**Document extract**
14prison_190 This morning’s New York Times includes this must-read article from the magazine section.  The piece is headlined “Behind Bars … Sort Of,” and it is focused on prison near the Austrian town of Leoben that is “a sleek structure made of glass, wood and concrete, stately but agile, sure in its rhythms and proportions: each part bears an obvious relationship to the whole. In the daytime, the corridors and rooms are flooded with sunshine. At night, the whole structure glows from within.”  As the pictures in this slideshow highlight, the facility looks more like an Ikea store than a prison.  The article does a great job discussing not only the architecture of places in which people are imprisoned, but also the relationship between prison construction and crime rates and a bunch of other important punishment topics.

There are too many great passages in this article to quote them all, but he is a sample of just some of the interesting insights in this terrifically thought-provoking piece:

It sounds odd to say, but it’s nonetheless true: we punish people with architecture.  The building is the method.  We put criminals in a locked room, inside a locked structure, and we leave them there for a specified period of time.

It wasn’t always so.  Prison is an invention, and a fairly recent one at that: it wasn’t until the 18th century that incarceration became our primary form of punishment.  True, there have been dungeons and the like for quite some time, but they were generally for traitors and political enemies and, later, debtors.  More common criminals could expect other forms of penalty: execution, for example, and various kinds of corporal punishment; forced labor and conscription; public humiliation; the levying of fines; exile; loss of privileges and offices; and so on. We’ve come to consider most of these barbaric, unjust or wildly impractical, but their very existence should tend against the idea that settling with criminals by putting them in a building is a natural thing to do.

(Referring-expression pointing data)
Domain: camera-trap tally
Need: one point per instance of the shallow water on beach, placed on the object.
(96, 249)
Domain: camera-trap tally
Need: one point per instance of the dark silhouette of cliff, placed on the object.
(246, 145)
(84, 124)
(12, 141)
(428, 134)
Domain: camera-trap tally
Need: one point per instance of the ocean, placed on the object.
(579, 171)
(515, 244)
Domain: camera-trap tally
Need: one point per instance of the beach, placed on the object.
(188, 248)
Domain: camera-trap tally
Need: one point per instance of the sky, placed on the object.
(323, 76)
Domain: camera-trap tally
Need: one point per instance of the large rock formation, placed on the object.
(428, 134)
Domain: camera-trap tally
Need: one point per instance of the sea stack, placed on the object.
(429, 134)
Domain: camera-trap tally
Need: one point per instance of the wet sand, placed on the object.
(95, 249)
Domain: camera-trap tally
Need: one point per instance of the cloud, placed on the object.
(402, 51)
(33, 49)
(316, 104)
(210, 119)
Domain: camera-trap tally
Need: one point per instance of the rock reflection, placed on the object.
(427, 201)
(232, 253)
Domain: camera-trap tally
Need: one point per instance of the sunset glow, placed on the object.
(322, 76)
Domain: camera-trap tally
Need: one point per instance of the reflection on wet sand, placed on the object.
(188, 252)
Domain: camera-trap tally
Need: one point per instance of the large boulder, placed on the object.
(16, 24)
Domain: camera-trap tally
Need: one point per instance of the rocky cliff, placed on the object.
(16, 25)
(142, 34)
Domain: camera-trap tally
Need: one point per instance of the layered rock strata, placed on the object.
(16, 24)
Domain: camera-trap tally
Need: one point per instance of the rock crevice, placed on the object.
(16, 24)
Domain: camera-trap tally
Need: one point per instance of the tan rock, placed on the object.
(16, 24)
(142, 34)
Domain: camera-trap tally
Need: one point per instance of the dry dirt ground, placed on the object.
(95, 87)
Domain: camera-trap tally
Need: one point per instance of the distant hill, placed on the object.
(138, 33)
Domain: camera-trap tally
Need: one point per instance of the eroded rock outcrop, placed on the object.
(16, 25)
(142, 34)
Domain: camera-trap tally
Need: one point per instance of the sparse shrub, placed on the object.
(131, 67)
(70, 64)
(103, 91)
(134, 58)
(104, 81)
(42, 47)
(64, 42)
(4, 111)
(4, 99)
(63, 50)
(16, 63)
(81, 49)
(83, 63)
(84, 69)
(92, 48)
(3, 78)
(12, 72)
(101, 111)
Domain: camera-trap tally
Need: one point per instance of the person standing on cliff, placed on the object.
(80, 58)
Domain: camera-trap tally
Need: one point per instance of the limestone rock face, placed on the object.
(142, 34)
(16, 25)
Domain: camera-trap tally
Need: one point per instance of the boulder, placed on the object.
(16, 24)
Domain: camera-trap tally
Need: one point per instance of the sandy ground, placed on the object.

**Apply what you read**
- 1) According to the prison article, in which century did incarceration become the primary form of punishment?
- 2) Rewrite the section of the prison article starting with "It wasn’t always" and going on through "thing to do.", putting "fortress cells" in place of "dungeons".
- 3) Write the next part of the article on the Austrian prison, picking up after its final sentence.

**Answers for this exercise**
- 1) The 18th century.

- 2)
It wasn’t always so.  Prison is an invention, and a fairly recent one at that: it wasn’t until the 18th century that incarceration became our primary form of punishment.  True, there have been fortress cells and the like for quite some time, but they were generally for traitors and political enemies and, later, debtors.  More common criminals could expect other forms of penalty: execution, for example, and various kinds of corporal punishment; forced labor and conscription; public humiliation; the levying of fines; exile; loss of privileges and offices; and so on. We’ve come to consider most of these barbaric, unjust or wildly impractical, but their very existence should tend against the idea that settling with criminals by putting them in a building is a natural thing to do.

- 3)
To be sure, there’s something about prisons that engages man’s imagination.  Alberti discussed them, Piranesi drew them, Jeremy Bentham proposed them.  But the imagination of incarceration rarely translates directly into design. Bentham’s Panopticon, a circular structure with an all-seeing guardhouse in the middle, was meant to show that surveillance was as powerful a method of control as shackles and door locks — an idea that has proved enticing to many an academic, though it was never built….

Does imprisonment work?  It seems like a bottom-line question, but the answer depends on what you want prisons to do, and that’s not an easy thing to decide.  Even if we assume that there are good and sensible reasons to incarcerate people, there remains some debate about what purpose is served.  Deterrence is often proposed as a goal, but no one really knows whether the prospect of incarceration gives would-be criminals pause, and in any case we quickly reach the realm of diminishing returns….

In fact, though most of us are reluctant to admit it, we mainly use prisons as storage containers, putting people there with the hope that, if nothing else, five years behind bars means five years during which they can’t commit more crimes. It’s called warehousing, and we do a lot of it….

[P]rominent architects aren’t lining up to take on the task of making prisons better.  Most ]architects] would be happy to design a courthouse, but few are quite as eager to build a penitentiary, though the two are merely opposite ends of a single system.  New prison construction is generally parceled out to a handful of large and more-or-less anonymous firms — a process that discourages innovation.  Whoever gets the commission is told how many beds are needed, what kinds of security, how much room for the clinic, the recreation area, the guardhouses.  They’re big-box prisons, as anonymous and uninflected as so many Wal-Marts.